WHAT IS NEEDED> Extract, exactly as written, the line that contains "Point out the office" and all lines after it through the end of the records. Omit pictures.

[Excerpts of location labeling data]
****
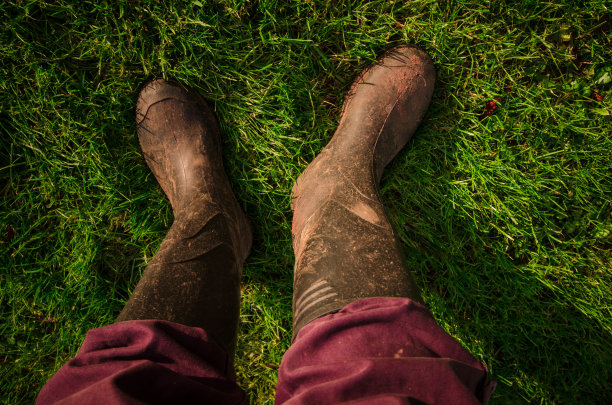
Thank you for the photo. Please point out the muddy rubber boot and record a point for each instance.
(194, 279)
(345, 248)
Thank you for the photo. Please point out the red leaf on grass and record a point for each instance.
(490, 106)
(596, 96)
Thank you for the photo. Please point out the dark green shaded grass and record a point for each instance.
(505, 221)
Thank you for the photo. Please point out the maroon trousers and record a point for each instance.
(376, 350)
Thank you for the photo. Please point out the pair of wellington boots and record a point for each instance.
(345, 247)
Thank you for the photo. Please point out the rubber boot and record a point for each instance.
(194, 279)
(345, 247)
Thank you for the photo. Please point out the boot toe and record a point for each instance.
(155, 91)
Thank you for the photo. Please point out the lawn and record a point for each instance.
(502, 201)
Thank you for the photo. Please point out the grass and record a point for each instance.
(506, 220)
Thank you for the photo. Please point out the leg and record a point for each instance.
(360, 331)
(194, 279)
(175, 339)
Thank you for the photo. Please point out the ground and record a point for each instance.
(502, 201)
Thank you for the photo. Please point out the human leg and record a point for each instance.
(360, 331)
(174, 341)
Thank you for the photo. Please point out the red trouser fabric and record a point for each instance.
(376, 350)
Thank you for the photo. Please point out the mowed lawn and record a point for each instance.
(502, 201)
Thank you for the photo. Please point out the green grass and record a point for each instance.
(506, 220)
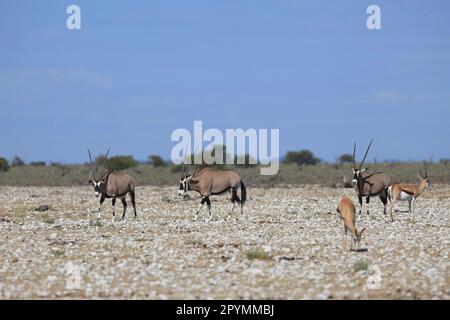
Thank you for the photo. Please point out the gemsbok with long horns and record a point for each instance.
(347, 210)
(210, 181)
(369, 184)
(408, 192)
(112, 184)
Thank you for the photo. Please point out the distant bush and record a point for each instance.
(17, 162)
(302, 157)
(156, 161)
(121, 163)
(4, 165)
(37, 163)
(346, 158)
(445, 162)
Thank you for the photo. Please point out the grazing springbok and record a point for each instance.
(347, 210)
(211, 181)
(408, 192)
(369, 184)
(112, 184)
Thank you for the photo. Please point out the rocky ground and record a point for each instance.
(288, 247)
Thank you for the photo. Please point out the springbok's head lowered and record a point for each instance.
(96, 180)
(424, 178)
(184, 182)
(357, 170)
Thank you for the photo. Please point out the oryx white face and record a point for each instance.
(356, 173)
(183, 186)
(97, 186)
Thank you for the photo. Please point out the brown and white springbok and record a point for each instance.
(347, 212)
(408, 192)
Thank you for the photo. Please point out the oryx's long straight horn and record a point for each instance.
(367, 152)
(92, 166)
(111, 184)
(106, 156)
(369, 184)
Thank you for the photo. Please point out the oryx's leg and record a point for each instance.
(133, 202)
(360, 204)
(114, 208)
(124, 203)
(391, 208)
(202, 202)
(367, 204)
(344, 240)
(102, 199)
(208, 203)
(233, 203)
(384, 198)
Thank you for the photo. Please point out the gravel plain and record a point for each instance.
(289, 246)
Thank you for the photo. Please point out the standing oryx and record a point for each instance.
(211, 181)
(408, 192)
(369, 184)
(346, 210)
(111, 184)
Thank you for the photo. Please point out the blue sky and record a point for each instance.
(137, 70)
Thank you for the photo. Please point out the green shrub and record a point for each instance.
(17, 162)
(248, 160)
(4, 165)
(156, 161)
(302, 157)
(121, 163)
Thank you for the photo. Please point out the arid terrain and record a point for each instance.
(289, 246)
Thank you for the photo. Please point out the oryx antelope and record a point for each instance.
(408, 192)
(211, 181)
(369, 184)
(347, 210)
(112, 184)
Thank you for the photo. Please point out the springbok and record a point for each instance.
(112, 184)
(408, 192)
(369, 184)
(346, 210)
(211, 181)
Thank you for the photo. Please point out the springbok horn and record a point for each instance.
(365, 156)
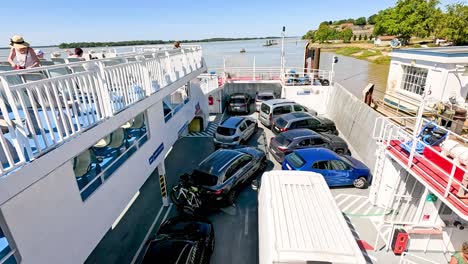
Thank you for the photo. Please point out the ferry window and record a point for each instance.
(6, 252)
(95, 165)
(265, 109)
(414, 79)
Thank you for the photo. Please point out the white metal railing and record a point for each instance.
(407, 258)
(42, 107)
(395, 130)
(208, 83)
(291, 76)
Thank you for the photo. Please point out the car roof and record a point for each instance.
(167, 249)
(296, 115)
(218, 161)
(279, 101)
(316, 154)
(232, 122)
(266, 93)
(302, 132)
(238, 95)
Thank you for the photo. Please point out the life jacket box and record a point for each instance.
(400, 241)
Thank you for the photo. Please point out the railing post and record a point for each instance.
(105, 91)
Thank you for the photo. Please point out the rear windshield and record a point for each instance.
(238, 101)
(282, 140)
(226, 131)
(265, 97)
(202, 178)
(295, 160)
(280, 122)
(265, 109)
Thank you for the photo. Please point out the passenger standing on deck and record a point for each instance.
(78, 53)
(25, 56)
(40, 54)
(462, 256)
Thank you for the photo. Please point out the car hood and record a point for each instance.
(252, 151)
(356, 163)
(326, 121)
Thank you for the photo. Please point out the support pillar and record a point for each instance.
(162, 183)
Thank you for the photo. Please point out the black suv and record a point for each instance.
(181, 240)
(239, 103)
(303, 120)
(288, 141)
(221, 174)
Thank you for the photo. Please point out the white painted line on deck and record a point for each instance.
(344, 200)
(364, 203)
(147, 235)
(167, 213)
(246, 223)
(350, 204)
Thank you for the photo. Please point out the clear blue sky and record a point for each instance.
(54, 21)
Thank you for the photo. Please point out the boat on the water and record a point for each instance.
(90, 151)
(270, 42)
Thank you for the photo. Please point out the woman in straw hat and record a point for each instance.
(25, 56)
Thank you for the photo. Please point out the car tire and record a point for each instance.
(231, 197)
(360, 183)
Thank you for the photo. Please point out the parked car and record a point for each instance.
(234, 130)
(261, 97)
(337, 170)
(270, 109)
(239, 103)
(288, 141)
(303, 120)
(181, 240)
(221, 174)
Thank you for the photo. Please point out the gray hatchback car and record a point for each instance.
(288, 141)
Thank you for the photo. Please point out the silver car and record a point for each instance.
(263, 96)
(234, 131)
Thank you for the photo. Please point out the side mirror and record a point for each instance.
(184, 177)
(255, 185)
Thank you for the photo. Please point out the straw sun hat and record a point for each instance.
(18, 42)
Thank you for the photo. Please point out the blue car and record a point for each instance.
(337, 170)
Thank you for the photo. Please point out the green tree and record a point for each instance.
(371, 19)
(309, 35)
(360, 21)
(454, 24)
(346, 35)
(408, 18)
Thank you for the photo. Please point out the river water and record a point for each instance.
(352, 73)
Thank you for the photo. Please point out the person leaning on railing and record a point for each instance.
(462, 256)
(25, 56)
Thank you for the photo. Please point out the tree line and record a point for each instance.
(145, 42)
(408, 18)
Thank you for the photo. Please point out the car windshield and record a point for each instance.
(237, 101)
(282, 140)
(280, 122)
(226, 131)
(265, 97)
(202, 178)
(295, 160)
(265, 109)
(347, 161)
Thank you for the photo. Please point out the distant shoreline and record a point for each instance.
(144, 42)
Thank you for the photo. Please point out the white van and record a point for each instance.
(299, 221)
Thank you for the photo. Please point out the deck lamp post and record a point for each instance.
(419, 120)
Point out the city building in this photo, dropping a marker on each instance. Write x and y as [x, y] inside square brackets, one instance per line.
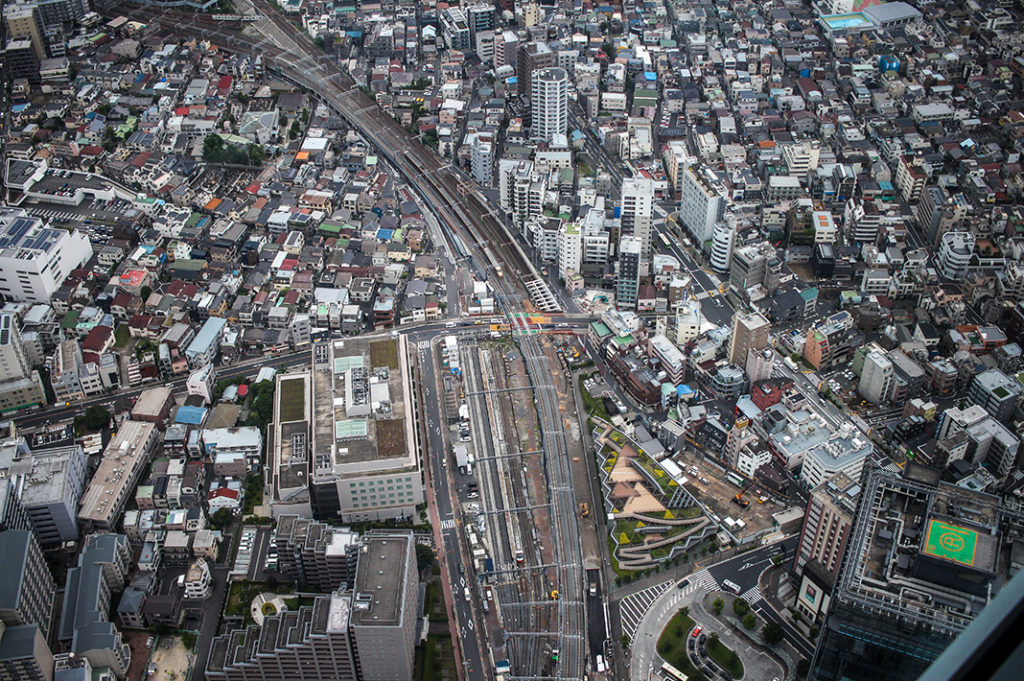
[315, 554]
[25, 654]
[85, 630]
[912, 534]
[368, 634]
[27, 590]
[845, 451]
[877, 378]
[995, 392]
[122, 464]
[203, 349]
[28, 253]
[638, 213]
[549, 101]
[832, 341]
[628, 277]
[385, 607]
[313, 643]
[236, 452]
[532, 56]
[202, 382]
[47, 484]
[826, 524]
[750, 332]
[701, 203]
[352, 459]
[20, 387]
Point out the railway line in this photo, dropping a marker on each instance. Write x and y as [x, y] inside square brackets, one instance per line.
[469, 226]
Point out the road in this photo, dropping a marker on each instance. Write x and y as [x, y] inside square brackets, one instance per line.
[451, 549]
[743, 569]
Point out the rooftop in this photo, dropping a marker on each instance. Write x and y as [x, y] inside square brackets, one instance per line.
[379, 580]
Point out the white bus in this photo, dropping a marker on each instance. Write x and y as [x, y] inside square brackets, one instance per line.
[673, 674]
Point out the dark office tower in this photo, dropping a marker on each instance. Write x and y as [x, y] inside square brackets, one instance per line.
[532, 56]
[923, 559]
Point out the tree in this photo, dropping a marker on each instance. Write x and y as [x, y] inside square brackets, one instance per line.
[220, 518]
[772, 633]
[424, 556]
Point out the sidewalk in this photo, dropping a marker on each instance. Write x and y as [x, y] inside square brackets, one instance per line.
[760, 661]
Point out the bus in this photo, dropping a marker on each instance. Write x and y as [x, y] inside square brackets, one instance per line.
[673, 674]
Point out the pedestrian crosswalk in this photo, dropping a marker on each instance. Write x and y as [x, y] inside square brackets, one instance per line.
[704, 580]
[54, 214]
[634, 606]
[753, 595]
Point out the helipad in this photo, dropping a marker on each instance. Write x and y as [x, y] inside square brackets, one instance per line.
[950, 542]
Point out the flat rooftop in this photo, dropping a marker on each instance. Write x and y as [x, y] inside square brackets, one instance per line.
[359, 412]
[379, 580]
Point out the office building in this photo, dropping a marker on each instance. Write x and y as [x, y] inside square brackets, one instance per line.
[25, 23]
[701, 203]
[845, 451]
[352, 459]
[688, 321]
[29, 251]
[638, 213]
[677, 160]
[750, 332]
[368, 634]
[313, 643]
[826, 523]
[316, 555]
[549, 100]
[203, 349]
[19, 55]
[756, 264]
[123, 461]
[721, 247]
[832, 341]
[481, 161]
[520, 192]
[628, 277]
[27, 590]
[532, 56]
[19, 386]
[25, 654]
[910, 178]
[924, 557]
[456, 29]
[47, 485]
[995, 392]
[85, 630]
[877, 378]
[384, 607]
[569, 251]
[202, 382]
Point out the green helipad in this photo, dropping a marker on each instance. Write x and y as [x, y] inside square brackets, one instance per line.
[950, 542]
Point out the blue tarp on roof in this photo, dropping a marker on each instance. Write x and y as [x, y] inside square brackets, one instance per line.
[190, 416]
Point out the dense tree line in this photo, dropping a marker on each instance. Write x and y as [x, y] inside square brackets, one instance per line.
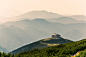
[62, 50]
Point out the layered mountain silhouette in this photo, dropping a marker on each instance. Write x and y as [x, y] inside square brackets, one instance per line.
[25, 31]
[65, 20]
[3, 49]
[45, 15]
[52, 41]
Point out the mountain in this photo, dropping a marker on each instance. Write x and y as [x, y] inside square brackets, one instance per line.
****
ANSWER TO THE TASK>
Point out the office building in this photo, dropping a marker on each instance. Write x and y as [x, y] inside square brackets, one instance per line.
[25, 23]
[701, 203]
[845, 451]
[352, 459]
[688, 321]
[29, 251]
[638, 213]
[677, 160]
[750, 332]
[368, 634]
[313, 643]
[826, 523]
[316, 555]
[549, 100]
[203, 349]
[19, 55]
[756, 264]
[123, 461]
[721, 247]
[832, 341]
[481, 161]
[520, 192]
[628, 277]
[27, 590]
[532, 56]
[19, 386]
[25, 654]
[910, 178]
[924, 557]
[456, 29]
[47, 485]
[995, 392]
[85, 630]
[877, 378]
[384, 607]
[569, 251]
[202, 382]
Point out the green helipad in this photo, dropping a marker on each instance. Write x and y as [x, y] inside square brackets, one instance per line.
[950, 542]
Point out the blue tarp on roof in this photo, dropping a marker on each instance. Write x and y as [x, y] inside square brackets, one instance per line.
[190, 416]
Point out the dense tree line in this photo, dropping a marker on each instance. Write x and y as [x, y] inside square brackets, one instance per line.
[62, 50]
Point out the layered mountain silhouette in this photo, dropping a marker on each instance. Write x and y as [x, y] inside square brackets, one instance per line.
[25, 31]
[65, 20]
[3, 49]
[45, 15]
[52, 41]
Point out the mountain in this photo, dropping a marker on each instance. Write x and y as [x, y] inside square brackets, one instance per line.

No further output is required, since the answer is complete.